## Aim of the exercise:
I need the lines below from the one with "Could you point at the man in" down to the one with "Could you point at the rippled" reproduced exactly, both ends included, and nothing else.

Dataset entries
------------------------------------------------------------
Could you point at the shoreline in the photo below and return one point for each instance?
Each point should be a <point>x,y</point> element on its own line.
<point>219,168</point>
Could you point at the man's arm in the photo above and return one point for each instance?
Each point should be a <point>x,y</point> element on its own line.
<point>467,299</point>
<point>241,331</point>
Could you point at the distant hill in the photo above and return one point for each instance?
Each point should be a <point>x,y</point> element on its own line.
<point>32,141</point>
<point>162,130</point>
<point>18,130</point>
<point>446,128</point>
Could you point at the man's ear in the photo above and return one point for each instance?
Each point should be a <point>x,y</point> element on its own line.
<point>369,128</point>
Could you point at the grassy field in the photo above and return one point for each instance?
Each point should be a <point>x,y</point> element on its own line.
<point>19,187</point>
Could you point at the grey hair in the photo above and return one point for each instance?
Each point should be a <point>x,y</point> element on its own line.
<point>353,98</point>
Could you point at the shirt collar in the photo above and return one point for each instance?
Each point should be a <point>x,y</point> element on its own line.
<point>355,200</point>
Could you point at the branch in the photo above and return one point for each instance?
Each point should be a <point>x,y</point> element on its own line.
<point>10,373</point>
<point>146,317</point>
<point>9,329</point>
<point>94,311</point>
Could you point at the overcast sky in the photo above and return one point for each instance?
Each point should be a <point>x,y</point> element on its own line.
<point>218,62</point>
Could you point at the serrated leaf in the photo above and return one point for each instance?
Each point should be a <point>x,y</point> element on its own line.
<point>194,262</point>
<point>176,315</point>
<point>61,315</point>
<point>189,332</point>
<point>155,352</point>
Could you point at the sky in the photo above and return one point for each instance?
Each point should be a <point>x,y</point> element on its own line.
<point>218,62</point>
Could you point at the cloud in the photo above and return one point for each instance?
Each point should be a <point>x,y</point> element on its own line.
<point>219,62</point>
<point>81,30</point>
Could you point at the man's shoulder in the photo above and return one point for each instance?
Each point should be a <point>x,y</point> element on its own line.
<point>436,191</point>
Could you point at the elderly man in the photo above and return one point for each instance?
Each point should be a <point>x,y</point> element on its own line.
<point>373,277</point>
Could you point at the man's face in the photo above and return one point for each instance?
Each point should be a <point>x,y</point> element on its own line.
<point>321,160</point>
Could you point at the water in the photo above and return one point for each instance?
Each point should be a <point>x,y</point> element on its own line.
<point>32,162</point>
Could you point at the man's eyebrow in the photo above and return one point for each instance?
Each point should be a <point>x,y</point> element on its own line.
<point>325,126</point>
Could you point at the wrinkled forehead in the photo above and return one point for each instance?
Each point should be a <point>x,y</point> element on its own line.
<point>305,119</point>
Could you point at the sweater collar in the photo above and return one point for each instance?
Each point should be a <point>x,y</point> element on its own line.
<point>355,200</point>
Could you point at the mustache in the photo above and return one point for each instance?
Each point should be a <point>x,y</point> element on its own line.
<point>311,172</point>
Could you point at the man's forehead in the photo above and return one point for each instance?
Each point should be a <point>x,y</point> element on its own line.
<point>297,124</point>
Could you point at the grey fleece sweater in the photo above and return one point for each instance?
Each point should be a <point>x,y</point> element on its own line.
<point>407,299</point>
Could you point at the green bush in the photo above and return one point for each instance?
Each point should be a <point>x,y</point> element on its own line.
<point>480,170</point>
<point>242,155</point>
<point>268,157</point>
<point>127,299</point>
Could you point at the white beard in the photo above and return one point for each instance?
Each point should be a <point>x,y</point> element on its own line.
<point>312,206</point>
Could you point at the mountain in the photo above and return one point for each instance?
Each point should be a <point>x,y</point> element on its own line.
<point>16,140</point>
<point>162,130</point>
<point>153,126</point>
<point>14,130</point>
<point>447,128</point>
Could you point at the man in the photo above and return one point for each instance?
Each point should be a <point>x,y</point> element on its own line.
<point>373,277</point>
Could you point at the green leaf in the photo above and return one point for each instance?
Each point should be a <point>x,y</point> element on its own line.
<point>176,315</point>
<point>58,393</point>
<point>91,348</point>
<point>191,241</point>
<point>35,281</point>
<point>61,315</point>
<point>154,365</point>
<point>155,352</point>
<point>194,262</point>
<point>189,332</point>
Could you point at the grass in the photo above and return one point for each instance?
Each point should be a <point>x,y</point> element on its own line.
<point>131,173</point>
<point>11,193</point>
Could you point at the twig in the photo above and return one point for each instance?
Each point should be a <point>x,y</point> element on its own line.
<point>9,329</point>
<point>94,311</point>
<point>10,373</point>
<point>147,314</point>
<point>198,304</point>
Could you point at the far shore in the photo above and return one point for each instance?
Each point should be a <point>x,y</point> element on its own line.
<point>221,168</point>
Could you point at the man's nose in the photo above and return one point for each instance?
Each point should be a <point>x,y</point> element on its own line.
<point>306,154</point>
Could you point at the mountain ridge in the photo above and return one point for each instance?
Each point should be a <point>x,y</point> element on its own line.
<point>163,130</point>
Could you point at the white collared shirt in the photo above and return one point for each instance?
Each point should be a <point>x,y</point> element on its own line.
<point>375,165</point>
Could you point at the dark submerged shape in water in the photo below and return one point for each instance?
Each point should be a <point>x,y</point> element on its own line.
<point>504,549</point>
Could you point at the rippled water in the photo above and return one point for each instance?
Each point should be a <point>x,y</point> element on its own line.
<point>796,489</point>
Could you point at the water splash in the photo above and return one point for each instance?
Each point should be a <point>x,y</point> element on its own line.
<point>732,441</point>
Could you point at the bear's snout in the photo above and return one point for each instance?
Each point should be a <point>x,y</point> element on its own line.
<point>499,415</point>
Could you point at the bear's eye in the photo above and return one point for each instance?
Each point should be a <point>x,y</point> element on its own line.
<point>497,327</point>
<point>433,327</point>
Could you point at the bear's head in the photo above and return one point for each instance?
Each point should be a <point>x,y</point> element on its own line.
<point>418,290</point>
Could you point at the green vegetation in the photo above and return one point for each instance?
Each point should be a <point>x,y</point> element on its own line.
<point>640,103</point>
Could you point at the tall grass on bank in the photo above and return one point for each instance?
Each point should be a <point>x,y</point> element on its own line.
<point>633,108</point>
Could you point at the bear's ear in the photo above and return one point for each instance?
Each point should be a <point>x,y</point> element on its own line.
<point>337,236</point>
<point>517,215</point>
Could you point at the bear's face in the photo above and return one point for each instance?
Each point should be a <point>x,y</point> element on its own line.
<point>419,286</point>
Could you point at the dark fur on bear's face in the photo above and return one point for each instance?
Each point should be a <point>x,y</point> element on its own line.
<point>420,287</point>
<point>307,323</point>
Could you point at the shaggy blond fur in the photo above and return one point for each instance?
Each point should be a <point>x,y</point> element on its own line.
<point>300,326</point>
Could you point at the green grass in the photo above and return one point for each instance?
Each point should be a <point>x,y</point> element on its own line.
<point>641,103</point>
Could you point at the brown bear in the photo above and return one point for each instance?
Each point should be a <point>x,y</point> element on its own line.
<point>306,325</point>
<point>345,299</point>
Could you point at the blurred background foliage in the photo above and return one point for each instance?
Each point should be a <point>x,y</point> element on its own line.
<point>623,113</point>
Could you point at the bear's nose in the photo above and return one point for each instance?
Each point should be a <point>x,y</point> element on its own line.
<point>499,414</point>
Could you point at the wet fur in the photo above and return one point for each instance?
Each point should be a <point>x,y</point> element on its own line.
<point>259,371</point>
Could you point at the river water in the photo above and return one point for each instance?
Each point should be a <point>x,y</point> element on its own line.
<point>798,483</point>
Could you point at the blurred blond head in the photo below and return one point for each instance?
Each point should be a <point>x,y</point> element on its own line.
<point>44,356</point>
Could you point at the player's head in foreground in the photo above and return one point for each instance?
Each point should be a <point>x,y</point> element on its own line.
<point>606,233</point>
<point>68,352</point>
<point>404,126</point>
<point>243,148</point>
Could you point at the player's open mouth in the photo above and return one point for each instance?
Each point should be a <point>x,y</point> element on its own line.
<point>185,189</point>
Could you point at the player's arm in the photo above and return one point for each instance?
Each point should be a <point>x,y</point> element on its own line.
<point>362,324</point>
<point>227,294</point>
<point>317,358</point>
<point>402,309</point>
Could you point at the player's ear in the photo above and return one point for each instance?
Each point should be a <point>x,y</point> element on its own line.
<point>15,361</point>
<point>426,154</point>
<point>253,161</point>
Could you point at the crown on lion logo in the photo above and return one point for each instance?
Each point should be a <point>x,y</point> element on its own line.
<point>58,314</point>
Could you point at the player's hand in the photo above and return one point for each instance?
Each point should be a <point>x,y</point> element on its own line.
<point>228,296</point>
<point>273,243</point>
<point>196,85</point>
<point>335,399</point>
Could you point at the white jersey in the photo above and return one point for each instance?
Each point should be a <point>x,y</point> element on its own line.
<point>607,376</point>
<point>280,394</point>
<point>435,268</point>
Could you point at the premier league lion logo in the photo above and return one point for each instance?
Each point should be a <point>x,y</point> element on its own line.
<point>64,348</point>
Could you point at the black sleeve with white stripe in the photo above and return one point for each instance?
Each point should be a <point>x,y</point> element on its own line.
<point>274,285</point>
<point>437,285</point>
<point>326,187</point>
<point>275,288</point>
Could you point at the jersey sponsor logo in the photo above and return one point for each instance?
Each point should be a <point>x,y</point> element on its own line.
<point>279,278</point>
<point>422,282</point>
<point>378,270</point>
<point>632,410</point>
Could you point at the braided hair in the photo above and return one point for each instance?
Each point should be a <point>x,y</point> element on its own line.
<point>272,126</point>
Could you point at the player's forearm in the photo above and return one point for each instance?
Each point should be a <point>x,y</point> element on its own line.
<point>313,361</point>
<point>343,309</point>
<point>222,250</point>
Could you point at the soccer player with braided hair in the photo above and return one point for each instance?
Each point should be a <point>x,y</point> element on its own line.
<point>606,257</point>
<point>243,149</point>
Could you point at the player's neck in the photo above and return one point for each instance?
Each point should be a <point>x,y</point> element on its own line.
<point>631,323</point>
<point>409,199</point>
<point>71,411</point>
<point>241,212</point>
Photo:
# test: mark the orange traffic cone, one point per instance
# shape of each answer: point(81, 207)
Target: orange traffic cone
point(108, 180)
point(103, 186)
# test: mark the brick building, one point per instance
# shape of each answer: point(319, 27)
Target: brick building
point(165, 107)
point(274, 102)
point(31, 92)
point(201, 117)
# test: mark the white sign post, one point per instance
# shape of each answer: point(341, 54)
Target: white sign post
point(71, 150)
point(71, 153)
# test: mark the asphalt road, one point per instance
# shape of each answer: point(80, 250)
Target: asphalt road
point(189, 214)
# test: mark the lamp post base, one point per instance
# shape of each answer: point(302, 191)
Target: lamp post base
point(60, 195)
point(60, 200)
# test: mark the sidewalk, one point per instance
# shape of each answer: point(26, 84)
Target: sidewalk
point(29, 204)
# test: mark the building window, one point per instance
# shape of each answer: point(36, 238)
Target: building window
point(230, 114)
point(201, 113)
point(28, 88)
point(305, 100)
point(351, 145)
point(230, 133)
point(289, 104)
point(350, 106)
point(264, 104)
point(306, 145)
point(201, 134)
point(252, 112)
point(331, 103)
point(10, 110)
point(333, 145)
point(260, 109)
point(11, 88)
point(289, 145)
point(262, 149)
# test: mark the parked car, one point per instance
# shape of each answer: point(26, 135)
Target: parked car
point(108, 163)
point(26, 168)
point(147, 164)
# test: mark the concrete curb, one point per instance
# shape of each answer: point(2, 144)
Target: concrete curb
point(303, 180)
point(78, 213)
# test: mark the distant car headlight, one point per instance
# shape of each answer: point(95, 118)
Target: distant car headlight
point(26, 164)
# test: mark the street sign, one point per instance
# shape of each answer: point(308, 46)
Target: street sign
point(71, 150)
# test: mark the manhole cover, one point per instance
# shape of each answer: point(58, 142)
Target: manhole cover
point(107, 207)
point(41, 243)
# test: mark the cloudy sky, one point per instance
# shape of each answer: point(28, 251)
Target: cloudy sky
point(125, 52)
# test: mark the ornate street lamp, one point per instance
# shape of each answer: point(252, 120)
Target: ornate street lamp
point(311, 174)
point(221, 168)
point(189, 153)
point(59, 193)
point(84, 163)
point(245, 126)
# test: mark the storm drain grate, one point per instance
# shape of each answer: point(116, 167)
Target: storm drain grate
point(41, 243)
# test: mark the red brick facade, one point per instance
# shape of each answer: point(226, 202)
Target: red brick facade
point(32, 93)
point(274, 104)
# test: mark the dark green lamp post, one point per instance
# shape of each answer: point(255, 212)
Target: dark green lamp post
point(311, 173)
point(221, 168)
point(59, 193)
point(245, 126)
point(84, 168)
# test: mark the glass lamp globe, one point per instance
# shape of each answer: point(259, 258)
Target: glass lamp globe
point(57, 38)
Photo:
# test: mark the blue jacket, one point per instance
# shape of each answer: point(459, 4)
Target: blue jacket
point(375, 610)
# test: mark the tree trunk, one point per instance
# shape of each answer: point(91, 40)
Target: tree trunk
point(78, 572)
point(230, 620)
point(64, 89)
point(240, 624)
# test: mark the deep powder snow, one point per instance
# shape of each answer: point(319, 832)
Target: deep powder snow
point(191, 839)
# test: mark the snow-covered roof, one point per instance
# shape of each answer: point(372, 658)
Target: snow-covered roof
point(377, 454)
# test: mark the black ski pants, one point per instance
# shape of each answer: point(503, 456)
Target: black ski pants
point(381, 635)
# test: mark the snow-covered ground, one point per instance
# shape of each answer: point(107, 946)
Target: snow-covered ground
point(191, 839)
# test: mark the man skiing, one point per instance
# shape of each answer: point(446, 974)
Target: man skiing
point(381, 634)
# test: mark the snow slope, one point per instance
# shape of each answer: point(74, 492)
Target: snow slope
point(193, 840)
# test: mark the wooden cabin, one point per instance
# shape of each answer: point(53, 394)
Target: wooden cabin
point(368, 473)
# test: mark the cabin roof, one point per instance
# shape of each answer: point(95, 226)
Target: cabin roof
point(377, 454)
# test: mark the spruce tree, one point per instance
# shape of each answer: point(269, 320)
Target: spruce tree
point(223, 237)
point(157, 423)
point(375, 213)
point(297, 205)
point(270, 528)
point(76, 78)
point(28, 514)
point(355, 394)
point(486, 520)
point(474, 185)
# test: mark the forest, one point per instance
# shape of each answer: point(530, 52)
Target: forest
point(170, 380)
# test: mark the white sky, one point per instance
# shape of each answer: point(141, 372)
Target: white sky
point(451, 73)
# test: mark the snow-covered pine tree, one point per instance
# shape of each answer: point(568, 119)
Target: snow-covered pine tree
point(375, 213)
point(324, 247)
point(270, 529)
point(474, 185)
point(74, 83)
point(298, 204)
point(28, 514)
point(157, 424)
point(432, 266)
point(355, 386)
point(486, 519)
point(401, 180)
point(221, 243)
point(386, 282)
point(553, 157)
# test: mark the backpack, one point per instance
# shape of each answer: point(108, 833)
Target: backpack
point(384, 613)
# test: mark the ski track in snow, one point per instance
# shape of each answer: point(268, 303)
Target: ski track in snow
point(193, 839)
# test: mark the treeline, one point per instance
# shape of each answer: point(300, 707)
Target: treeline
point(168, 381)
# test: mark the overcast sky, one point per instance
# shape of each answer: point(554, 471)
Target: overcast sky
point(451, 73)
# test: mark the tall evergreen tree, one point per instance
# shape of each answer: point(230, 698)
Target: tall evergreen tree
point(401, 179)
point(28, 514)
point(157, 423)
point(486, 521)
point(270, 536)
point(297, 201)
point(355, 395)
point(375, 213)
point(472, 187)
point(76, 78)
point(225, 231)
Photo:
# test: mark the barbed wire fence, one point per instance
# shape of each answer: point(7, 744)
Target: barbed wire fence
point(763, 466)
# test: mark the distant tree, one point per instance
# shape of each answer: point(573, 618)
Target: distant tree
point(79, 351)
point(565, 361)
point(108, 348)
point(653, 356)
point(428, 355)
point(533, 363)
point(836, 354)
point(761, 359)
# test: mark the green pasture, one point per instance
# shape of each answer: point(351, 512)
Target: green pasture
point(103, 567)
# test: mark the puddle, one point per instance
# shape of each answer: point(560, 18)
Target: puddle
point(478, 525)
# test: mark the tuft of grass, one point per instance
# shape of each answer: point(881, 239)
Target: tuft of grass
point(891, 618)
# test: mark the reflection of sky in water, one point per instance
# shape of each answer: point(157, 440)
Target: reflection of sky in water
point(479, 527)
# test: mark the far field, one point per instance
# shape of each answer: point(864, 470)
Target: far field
------------------------------------------------------------
## Output below:
Could you point at the man in the photo above and return one point for each instance?
Each point should be a <point>x,y</point> element on its own line.
<point>373,277</point>
Could you point at the green leaf in the photo above and return one point for each instance?
Each point should be a <point>x,y</point> element on its own line.
<point>176,315</point>
<point>58,393</point>
<point>91,348</point>
<point>191,241</point>
<point>35,281</point>
<point>61,315</point>
<point>154,365</point>
<point>155,352</point>
<point>194,262</point>
<point>189,332</point>
Could you point at the grass in the photo above and return one point for each instance?
Each point should be a <point>x,y</point> element on its own line.
<point>131,173</point>
<point>11,193</point>
Could you point at the twig in the photo above and return one point for each instance?
Each point should be a <point>x,y</point> element on its own line.
<point>9,329</point>
<point>94,311</point>
<point>10,373</point>
<point>147,314</point>
<point>198,304</point>
Could you point at the far shore in the photo above and return one point for each instance?
Each point should be a <point>x,y</point> element on its own line.
<point>221,168</point>
Could you point at the man's nose in the photo above and return one point for each instance?
Each point should be a <point>x,y</point> element on its own line.
<point>306,154</point>
Could you point at the mountain ridge in the photo above and return one point for each instance?
Each point should be a <point>x,y</point> element on its own line.
<point>163,130</point>
Could you point at the white collared shirt in the photo above and return one point for each instance?
Each point should be a <point>x,y</point> element on its own line.
<point>375,165</point>
Could you point at the dark submerged shape in water in the photo below and return one point for each instance?
Each point should be a <point>x,y</point> element on its own line.
<point>504,549</point>
Could you point at the rippled water in the photo above and return one point for each instance?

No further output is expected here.